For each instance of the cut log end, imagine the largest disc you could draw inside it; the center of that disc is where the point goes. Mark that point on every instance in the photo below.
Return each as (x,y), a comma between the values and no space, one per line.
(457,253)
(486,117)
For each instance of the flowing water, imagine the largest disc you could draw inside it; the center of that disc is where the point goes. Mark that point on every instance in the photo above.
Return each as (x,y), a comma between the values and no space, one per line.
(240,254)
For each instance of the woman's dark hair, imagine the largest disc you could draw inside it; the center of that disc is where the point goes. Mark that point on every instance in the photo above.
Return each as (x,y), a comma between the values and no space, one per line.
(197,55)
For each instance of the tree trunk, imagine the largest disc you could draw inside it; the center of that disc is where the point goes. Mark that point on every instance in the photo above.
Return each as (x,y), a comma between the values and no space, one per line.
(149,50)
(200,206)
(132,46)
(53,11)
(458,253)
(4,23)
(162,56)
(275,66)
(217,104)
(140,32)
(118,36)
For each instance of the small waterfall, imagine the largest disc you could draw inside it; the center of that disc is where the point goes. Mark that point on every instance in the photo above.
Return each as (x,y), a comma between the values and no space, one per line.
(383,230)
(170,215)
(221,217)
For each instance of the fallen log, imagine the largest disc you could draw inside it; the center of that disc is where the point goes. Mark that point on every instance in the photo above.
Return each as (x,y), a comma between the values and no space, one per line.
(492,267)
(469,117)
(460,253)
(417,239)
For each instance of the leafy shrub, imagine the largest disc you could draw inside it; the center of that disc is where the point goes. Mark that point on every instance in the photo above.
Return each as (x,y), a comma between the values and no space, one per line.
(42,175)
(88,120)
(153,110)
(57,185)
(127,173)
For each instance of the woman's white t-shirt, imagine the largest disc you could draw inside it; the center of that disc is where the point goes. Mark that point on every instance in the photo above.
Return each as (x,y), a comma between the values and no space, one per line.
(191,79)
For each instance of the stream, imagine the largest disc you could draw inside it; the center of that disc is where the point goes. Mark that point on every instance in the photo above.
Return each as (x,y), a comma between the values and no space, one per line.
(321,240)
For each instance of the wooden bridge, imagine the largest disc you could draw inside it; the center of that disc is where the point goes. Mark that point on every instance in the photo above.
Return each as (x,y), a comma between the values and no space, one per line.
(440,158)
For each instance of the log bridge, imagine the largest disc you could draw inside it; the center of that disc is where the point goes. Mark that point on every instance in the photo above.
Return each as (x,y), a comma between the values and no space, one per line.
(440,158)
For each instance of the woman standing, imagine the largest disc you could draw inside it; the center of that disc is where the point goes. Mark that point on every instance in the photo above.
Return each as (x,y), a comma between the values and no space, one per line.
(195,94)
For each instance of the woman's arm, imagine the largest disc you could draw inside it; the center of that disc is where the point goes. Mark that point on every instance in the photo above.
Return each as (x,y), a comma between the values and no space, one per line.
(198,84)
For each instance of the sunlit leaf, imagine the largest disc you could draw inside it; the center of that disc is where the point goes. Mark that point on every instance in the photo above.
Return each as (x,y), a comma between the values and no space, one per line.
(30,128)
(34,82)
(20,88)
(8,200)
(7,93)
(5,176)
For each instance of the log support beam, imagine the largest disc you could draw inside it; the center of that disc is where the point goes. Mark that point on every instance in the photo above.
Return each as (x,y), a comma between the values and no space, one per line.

^^^^^^^^^^^^^^^^

**TASK PROMPT:** Transcribe every entry exactly, omitting nothing.

**SOLUTION TO THE PROBLEM:**
For each instance of the cut log end, imagine the largest disc you could draw inside it; the center of that disc is where the point goes. Mark that point on every instance in the photo below.
Return each as (x,y), a comma between the values and no space, one per line.
(457,253)
(486,117)
For each instance of the flowing water, imagine the largest disc you could draw inside it; the center of that disc is where the point goes. Mark that point on every instance in the photo above.
Return each as (x,y), a comma between the values and no space, one per line.
(240,254)
For each instance of the woman's dark hair, imagine the largest disc you could draw inside it; the center of that disc is where the point goes. Mark that point on every instance in the photo above.
Return each as (x,y), a comma between the values and no space, one per line.
(197,55)
For each instance of the tree trunk, imagine the largest disc you could draw inside it; the center of that disc is where the point goes. Mark that point on every instance in the photo above.
Return each as (x,y), a comma between the values and no space, one per line.
(149,50)
(200,206)
(132,46)
(53,11)
(458,253)
(4,23)
(162,56)
(275,66)
(217,104)
(140,32)
(118,36)
For each instance of the small waterfall, imagine the largest disc you could draw inside it; the center of that disc is where the point goes. Mark that point on every instance in the photo above.
Return each as (x,y), a comma between the values and no space, one per line.
(383,230)
(170,215)
(221,217)
For each instance of the fallen log, imagine the largest disc you could draw inside it; the center of that disc is where the point goes. Mark that point on every instance in the photo above.
Return each as (x,y), a comma between the values and no space, one per line.
(492,267)
(469,117)
(460,253)
(417,239)
For each instance of the leafy shrub, imagine the largest disc you could draw inside it; the center of that disc is where the point goes. Mark that point on every instance in the photo above.
Return each as (x,y), a comma between the values and no space, one per line.
(42,175)
(88,120)
(153,110)
(57,185)
(127,173)
For each instance of the woman's white t-shirt, imagine the largest disc you could draw inside it; the center of that disc is where the point goes. Mark that point on every instance in the photo above.
Return each as (x,y), a comma between the values and no space, one per line.
(191,79)
For each instance of the stream, imagine the largest disc you could draw inside it; the center of that disc is where the point goes. Mark that point on every instance in the photo above.
Return each as (x,y), a comma between the values and no space, one per line.
(321,240)
For each instance of the wooden bridge, imagine the largest disc you could draw inside it; the center of that disc is where the point goes. Mark that point on every instance in the photo above.
Return each as (x,y), a comma between the values and no space, one per line.
(440,158)
For each instance of the log bridge, imagine the largest disc you could draw inside it; the center of that disc is where the point goes. Mark that point on every instance in the photo above.
Return each as (x,y), a comma between the values and no space, one per line.
(440,158)
For each instance of the woman standing, imagine the largest disc you could draw inside it; the center of that disc is where the point goes. Mark that point on every instance in the photo above.
Return each as (x,y), a comma between the values and no space, one per line.
(195,94)
For each instance of the woman's arm, imagine the largest disc you could draw inside it; the center of that disc is where the point goes. Mark that point on every instance in the photo above.
Return each as (x,y), a comma between the values and no space, one per line.
(198,84)
For each instance of the sunlit leaf, imagine the largest disc you could draw inside it; the center of that disc is where the point goes. Mark that point on every instance in the photo above.
Return each as (x,y), a comma between the values and no space, one per line.
(30,128)
(34,82)
(20,88)
(8,200)
(7,93)
(5,176)
For each instance of the log support beam, imagine the largest disc you could draw inside it; the center of that disc is where the point goes. Mark that point on every instance in the photo above.
Return each as (x,y), a comma between the values and no space, one per line.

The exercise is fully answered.